■ **Task**: The required answer is each line in the entries below where "person" occurs.

(Dataset entries)
◆ ◆ ◆
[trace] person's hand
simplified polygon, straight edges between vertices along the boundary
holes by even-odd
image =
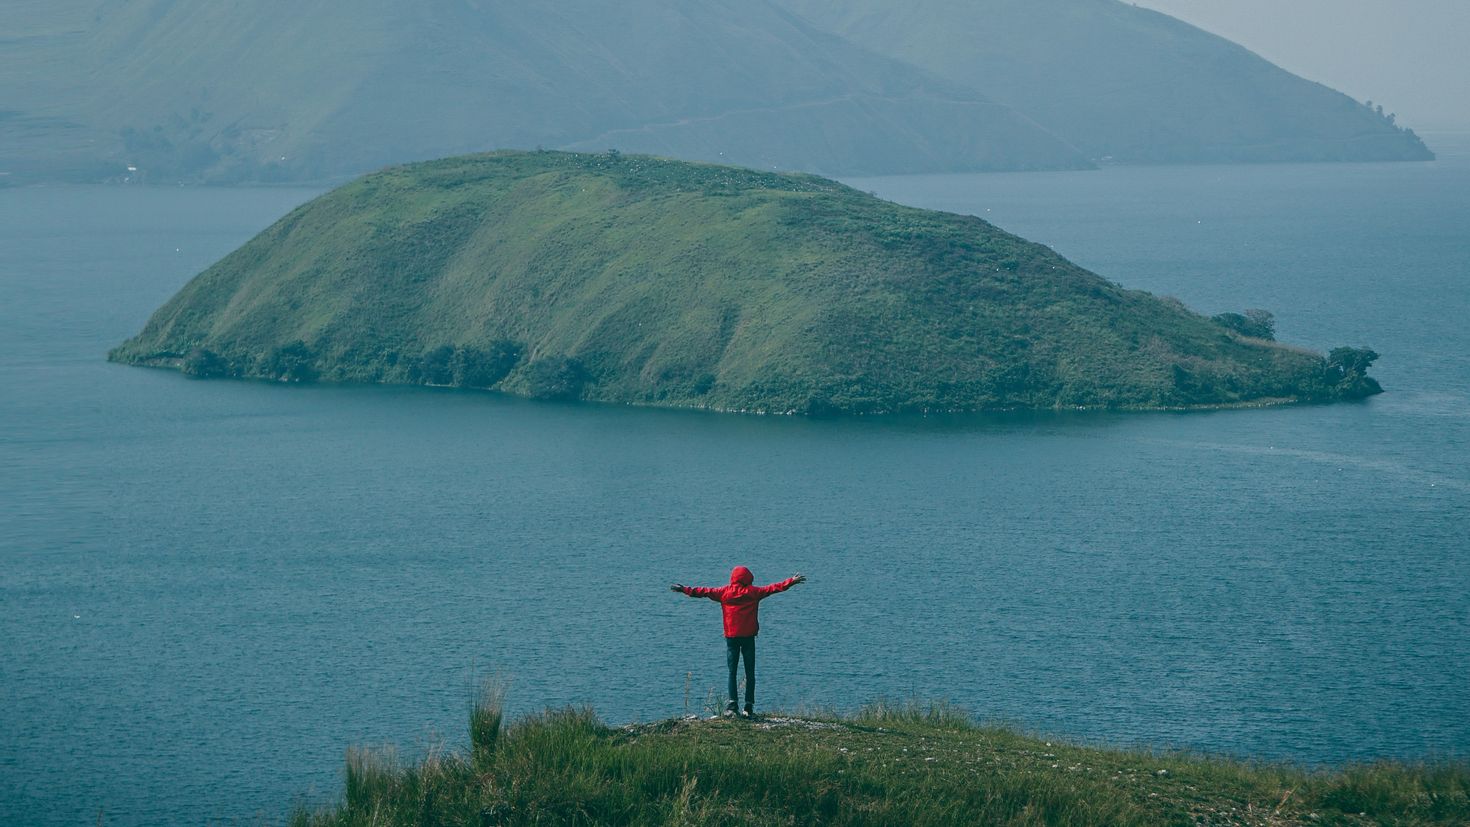
[[[793,586],[799,586],[799,585],[801,585],[802,583],[805,583],[805,582],[806,582],[806,575],[805,574],[798,574],[795,577],[791,578],[791,585],[793,585]]]
[[[682,593],[684,591],[684,586],[683,584],[675,583],[674,585],[669,587],[669,591]]]

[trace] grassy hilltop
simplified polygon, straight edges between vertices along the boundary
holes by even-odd
[[[468,755],[404,765],[348,753],[348,825],[1463,825],[1470,768],[1307,772],[1083,747],[980,727],[944,707],[607,727],[590,711],[501,726],[471,716]]]
[[[1363,396],[970,216],[809,175],[616,153],[398,167],[303,205],[111,358],[197,376],[758,412]]]

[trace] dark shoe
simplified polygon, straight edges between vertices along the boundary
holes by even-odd
[[[726,701],[725,702],[725,717],[726,718],[734,718],[735,717],[735,702],[734,701]]]
[[[745,713],[742,715],[742,717],[745,717],[745,718],[754,718],[755,717],[755,710],[753,708],[751,708],[751,705],[750,704],[746,704],[745,705]]]

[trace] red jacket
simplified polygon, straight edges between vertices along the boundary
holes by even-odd
[[[753,637],[760,633],[760,602],[767,597],[784,592],[796,583],[788,577],[769,586],[752,586],[755,575],[744,566],[736,566],[730,572],[730,585],[718,589],[701,586],[685,586],[684,593],[690,597],[708,597],[720,604],[725,613],[725,637]]]

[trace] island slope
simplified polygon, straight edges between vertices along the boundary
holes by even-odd
[[[1242,336],[972,216],[617,153],[397,167],[305,204],[111,357],[198,376],[751,412],[1366,395],[1369,360]]]

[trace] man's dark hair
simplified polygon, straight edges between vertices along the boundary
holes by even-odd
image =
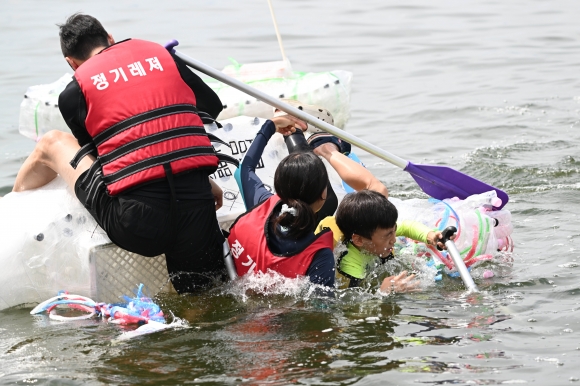
[[[394,227],[398,215],[395,205],[385,196],[373,190],[361,190],[342,199],[335,218],[347,244],[355,233],[370,239],[378,228]]]
[[[87,60],[95,48],[109,46],[109,34],[92,16],[75,13],[57,26],[60,49],[65,57]]]
[[[289,237],[302,238],[312,233],[316,214],[310,204],[322,198],[327,184],[326,167],[312,152],[292,153],[280,161],[274,173],[274,189],[282,202],[297,213],[283,213],[275,218],[275,232],[278,233],[280,225],[288,228]]]

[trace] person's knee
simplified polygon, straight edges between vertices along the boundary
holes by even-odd
[[[59,131],[50,130],[40,138],[36,144],[36,151],[39,158],[50,158],[53,152],[58,151],[57,148],[61,144],[67,143],[71,134]]]
[[[64,134],[66,133],[59,130],[50,130],[40,138],[37,146],[43,149],[52,148],[56,143],[62,141]]]

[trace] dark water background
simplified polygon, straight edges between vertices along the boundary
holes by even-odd
[[[456,280],[388,298],[347,293],[334,303],[299,291],[245,300],[223,290],[165,296],[164,309],[190,328],[118,345],[115,326],[0,311],[0,384],[578,381],[580,3],[278,0],[274,7],[294,69],[354,73],[350,132],[510,194],[513,263],[479,280],[485,292],[471,298]],[[227,57],[280,58],[266,1],[5,0],[0,194],[34,146],[17,131],[22,96],[69,71],[55,24],[76,11],[98,17],[117,40],[177,38],[183,52],[218,68]],[[406,173],[361,153],[393,196],[421,197]]]

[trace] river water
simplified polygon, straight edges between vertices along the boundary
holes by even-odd
[[[479,279],[483,291],[473,296],[453,279],[416,294],[353,292],[334,302],[300,290],[164,295],[163,309],[187,327],[120,344],[111,343],[116,326],[4,310],[0,383],[578,381],[580,4],[278,0],[274,7],[294,69],[354,73],[348,131],[508,192],[516,243],[509,264]],[[177,38],[181,51],[218,68],[228,57],[280,58],[266,1],[6,0],[0,195],[34,146],[17,130],[23,94],[69,72],[55,24],[76,11],[99,18],[117,40]],[[358,154],[394,197],[423,197],[406,173]]]

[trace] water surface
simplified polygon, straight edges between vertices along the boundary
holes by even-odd
[[[225,288],[163,296],[164,309],[189,328],[116,345],[116,326],[0,311],[0,383],[577,381],[578,2],[301,0],[274,7],[294,69],[354,73],[351,133],[509,193],[511,261],[494,267],[493,279],[478,279],[484,292],[471,297],[451,279],[418,294],[354,292],[334,302],[307,288],[271,297]],[[98,17],[117,40],[177,38],[183,52],[218,68],[228,57],[280,58],[263,1],[5,1],[0,194],[11,190],[34,146],[17,132],[22,96],[69,71],[55,24],[76,11]],[[393,196],[423,197],[405,172],[358,154]]]

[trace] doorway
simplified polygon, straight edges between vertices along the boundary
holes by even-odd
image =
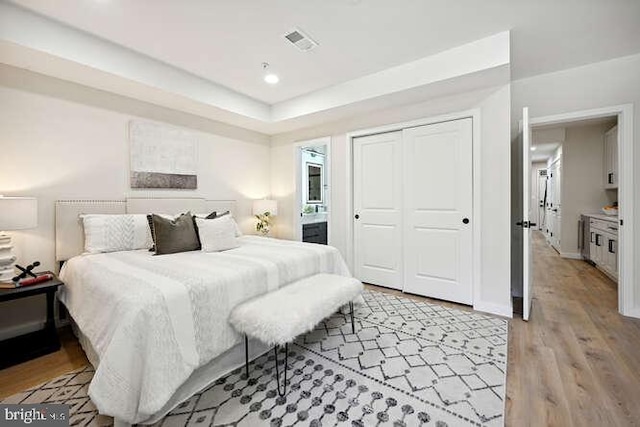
◆ ◆ ◆
■ **Result below**:
[trace] person's hand
[trace] person's knee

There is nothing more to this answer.